WHAT YOU HAVE TO DO =
Turn all the rows below into a numbered list, leaving out the blank lines.

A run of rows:
------------------------------------------------------------
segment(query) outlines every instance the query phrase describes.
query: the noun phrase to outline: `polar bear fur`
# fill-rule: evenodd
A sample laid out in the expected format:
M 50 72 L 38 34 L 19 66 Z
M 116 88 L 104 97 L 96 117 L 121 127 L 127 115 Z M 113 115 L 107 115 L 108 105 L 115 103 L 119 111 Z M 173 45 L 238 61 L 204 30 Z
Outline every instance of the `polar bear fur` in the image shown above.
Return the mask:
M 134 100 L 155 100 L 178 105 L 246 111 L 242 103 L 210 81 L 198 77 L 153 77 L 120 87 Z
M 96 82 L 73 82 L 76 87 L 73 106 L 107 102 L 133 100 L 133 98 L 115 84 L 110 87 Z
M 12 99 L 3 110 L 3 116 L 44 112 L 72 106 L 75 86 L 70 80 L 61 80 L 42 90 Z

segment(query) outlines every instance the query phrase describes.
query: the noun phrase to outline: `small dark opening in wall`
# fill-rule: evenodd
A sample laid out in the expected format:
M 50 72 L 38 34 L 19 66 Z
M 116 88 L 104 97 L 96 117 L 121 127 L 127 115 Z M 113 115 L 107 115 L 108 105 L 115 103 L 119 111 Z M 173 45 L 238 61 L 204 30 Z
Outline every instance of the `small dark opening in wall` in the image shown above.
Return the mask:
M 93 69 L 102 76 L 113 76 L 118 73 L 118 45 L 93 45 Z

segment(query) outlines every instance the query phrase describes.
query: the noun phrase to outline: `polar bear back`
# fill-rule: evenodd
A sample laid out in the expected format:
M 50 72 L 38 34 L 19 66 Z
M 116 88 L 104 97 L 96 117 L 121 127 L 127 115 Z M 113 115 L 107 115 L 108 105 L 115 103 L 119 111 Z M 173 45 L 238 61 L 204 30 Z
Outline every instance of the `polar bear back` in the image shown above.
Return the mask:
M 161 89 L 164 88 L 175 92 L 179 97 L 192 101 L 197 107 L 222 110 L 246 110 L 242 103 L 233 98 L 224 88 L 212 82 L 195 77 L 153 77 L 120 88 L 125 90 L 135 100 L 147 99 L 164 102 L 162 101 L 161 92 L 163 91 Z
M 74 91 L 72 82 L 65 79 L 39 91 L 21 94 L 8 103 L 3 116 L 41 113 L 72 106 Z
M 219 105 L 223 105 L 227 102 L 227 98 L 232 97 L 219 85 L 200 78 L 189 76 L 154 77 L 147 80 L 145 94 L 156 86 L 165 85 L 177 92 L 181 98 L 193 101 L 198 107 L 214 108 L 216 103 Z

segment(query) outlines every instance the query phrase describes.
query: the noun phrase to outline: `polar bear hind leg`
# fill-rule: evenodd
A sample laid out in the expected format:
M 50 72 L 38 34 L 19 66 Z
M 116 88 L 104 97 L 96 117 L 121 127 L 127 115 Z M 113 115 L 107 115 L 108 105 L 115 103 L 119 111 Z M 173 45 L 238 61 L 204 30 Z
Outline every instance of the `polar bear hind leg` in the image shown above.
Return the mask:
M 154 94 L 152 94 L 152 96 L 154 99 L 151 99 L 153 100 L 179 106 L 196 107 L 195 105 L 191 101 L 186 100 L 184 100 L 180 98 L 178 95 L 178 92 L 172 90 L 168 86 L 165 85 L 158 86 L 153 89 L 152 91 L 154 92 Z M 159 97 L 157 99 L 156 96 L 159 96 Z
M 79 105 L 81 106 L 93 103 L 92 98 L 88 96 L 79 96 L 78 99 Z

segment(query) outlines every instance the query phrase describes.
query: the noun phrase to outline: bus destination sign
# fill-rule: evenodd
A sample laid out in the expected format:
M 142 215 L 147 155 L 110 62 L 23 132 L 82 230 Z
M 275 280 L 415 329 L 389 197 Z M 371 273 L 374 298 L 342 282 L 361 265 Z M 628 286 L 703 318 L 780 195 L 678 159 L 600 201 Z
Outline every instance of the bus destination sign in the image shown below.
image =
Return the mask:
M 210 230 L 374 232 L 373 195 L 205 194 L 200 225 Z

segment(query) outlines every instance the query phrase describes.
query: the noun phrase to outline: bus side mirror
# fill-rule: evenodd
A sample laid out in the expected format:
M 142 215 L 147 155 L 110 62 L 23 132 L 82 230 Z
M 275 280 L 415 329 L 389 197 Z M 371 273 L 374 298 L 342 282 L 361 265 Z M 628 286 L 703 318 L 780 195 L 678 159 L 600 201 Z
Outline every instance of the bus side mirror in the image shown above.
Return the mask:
------------------------------------------------------------
SOLUTION =
1. segment(query) outlines every instance the query phrase describes.
2. query: the noun phrase to outline: `polar bear fur`
3. # fill-rule: evenodd
4. A sample laid out in the expected format:
5. M 50 72 L 38 34 L 19 66 Z
6. M 116 88 L 104 97 L 96 117 L 121 127 L 127 115 Z M 113 115 L 107 115 L 108 105 L 115 103 L 119 111 Z M 173 45 L 238 61 L 204 30 Z
7. Outline every instance of the `polar bear fur` in the image shown above.
8. Return the mask:
9. M 134 100 L 155 100 L 178 105 L 246 111 L 242 103 L 210 81 L 198 77 L 153 77 L 120 87 Z
10. M 96 82 L 73 82 L 76 87 L 73 106 L 107 102 L 133 100 L 133 98 L 115 84 L 110 87 Z
11. M 12 99 L 3 110 L 3 116 L 44 112 L 72 106 L 75 86 L 70 80 L 61 80 L 42 90 Z
12. segment(query) outlines every instance the query phrase describes.
13. query: the noun phrase to outline: `small dark opening in wall`
14. # fill-rule: evenodd
15. A sample laid out in the expected format:
16. M 50 72 L 38 34 L 19 66 Z
17. M 116 88 L 104 97 L 96 117 L 121 127 L 127 115 Z M 113 115 L 107 115 L 108 105 L 115 103 L 119 111 Z M 173 45 L 238 61 L 204 30 Z
18. Outline every instance of the `small dark opening in wall` in the image shown above.
19. Return the mask:
20. M 93 69 L 102 76 L 113 76 L 118 73 L 118 45 L 93 45 Z
21. segment(query) outlines every instance the query phrase describes.
22. query: the noun phrase to outline: `polar bear back`
23. # fill-rule: evenodd
24. A sample laid out in the expected format:
25. M 50 72 L 38 34 L 19 66 Z
26. M 116 88 L 104 97 L 96 117 L 121 127 L 127 115 Z M 113 115 L 107 115 L 108 105 L 115 103 L 119 111 Z M 173 45 L 238 61 L 204 30 Z
27. Outline every instance of the `polar bear back` in the image shown above.
28. Return the mask:
29. M 161 89 L 164 88 L 175 92 L 179 97 L 192 101 L 197 107 L 222 110 L 246 110 L 242 103 L 233 98 L 224 88 L 212 82 L 195 77 L 153 77 L 120 88 L 125 90 L 135 100 L 147 99 L 164 102 L 162 101 L 161 92 L 163 91 Z
30. M 74 91 L 72 82 L 65 79 L 39 91 L 21 94 L 8 103 L 3 116 L 41 113 L 72 106 Z
31. M 219 105 L 223 105 L 227 102 L 227 98 L 232 97 L 219 85 L 200 78 L 189 76 L 154 77 L 147 80 L 145 94 L 156 86 L 165 85 L 177 92 L 181 98 L 193 101 L 198 107 L 214 108 L 216 103 Z
32. segment(query) outlines every instance the query phrase describes.
33. query: the noun phrase to outline: `polar bear hind leg`
34. # fill-rule: evenodd
35. A sample laid out in the expected format:
36. M 50 72 L 38 34 L 19 66 Z
37. M 116 88 L 104 97 L 96 117 L 121 127 L 127 115 Z M 113 115 L 107 115 L 108 105 L 115 103 L 119 111 Z M 173 45 L 238 61 L 204 30 Z
38. Outline every instance of the `polar bear hind leg` in the image shown above.
39. Return the mask:
40. M 154 94 L 152 94 L 152 96 L 154 99 L 151 99 L 153 100 L 179 106 L 196 107 L 195 105 L 191 101 L 186 100 L 184 100 L 180 98 L 178 95 L 178 92 L 172 90 L 168 86 L 165 85 L 158 86 L 153 89 L 152 91 L 154 92 Z M 159 97 L 157 99 L 156 96 L 159 96 Z
41. M 79 105 L 81 106 L 93 103 L 92 98 L 88 96 L 79 96 L 78 99 Z
42. segment(query) outlines every instance the query phrase describes.
43. query: the noun phrase to outline: bus destination sign
44. # fill-rule: evenodd
45. A sample laid out in the expected format:
46. M 142 215 L 147 155 L 110 62 L 23 132 L 82 230 Z
47. M 275 280 L 415 329 L 389 197 Z M 371 273 L 374 298 L 342 282 L 361 265 Z M 628 286 L 703 318 L 780 195 L 678 159 L 600 201 Z
48. Outline every instance of the bus destination sign in the image shown below.
49. image =
50. Return the mask:
51. M 210 230 L 374 232 L 373 195 L 205 194 L 200 225 Z
52. segment(query) outlines every instance the query phrase describes.
53. query: the noun phrase to outline: bus side mirror
54. # fill-rule: evenodd
55. A sample laid out in the expected format:
56. M 142 215 L 147 155 L 110 62 L 23 132 L 82 230 Z
57. M 275 280 L 415 329 L 389 197 Z M 371 273 L 374 298 L 342 282 L 361 265 Z M 628 286 L 703 318 L 780 195 L 678 159 L 600 201 Z
58. Outline every instance of the bus side mirror in the image shown above.
59. Return the mask:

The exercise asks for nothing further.